Task details
Find each line in the listing below that contains the word "rail" and copy those lines out in full.

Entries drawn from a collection
....
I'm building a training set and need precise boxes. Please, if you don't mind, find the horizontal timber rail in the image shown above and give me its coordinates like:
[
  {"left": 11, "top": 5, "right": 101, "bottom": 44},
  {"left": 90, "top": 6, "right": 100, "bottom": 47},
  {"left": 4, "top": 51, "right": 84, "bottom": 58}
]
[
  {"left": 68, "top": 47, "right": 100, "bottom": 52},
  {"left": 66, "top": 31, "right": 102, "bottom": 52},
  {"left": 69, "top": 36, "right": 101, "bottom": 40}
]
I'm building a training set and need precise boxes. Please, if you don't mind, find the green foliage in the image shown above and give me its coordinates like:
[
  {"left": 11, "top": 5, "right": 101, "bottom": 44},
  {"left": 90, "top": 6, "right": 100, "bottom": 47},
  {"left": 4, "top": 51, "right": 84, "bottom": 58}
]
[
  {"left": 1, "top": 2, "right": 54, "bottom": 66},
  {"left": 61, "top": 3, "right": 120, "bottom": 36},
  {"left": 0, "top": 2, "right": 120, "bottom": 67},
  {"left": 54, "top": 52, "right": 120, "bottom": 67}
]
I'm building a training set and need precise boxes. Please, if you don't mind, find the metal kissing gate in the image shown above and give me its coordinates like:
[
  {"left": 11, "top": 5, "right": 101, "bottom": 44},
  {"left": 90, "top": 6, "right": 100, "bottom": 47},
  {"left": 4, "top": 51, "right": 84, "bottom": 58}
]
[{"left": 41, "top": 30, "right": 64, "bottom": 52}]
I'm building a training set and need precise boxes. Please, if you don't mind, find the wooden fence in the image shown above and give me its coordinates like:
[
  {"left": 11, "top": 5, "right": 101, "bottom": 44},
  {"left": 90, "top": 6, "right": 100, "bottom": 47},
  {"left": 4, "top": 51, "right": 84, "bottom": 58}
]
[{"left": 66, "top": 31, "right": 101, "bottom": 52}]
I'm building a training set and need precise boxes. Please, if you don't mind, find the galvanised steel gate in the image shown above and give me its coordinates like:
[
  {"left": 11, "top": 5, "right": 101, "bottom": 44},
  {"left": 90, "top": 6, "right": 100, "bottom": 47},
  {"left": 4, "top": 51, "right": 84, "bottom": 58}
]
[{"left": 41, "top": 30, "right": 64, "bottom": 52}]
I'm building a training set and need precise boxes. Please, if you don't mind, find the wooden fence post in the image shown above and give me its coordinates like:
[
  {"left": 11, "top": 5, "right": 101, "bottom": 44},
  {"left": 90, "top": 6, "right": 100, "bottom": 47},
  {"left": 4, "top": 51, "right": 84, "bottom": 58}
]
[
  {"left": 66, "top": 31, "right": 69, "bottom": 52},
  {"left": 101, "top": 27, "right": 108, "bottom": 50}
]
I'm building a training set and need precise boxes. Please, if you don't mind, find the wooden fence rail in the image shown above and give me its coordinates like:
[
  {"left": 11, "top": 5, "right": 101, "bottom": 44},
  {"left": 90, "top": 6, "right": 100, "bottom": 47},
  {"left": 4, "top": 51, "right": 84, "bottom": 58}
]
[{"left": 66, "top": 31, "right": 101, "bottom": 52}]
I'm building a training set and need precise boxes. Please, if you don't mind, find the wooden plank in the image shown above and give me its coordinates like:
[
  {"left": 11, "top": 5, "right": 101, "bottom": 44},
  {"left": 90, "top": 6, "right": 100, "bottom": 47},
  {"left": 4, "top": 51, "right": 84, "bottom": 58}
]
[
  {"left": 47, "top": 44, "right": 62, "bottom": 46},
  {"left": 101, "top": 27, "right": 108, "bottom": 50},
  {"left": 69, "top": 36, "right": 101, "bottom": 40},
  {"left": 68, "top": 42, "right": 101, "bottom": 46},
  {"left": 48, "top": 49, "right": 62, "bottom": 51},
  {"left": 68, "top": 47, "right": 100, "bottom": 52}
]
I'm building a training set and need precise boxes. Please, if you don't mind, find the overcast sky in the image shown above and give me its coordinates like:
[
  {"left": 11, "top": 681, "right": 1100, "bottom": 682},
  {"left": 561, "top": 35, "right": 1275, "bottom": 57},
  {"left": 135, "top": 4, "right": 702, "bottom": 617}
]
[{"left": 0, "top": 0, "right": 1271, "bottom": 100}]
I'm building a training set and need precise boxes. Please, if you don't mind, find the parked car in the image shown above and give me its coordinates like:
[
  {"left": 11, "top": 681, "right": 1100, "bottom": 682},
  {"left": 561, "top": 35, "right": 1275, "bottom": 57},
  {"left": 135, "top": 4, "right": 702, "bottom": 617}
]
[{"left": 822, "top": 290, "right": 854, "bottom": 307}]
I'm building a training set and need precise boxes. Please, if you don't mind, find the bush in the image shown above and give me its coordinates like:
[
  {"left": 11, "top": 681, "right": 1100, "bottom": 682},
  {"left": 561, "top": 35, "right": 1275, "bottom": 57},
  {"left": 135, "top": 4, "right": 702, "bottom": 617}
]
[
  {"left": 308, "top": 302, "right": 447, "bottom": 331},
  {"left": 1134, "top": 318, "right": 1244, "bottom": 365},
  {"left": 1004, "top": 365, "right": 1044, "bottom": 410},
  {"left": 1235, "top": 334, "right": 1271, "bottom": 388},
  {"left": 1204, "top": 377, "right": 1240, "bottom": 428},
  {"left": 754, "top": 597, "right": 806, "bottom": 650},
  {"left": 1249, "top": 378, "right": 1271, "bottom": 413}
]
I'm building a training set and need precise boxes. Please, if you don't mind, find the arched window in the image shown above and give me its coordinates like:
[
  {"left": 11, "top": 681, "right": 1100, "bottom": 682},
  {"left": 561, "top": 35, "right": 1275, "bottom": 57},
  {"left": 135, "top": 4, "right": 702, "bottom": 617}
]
....
Exercise response
I'm building a training set and need precise boxes. Please, if you don't mind, find the horizontal timber rail in the image shown above and give me its coordinates like:
I'm building a training set and need precise boxes. Please, if you don't mind, find the wooden fence rail in the image shown above and give me its coordinates like:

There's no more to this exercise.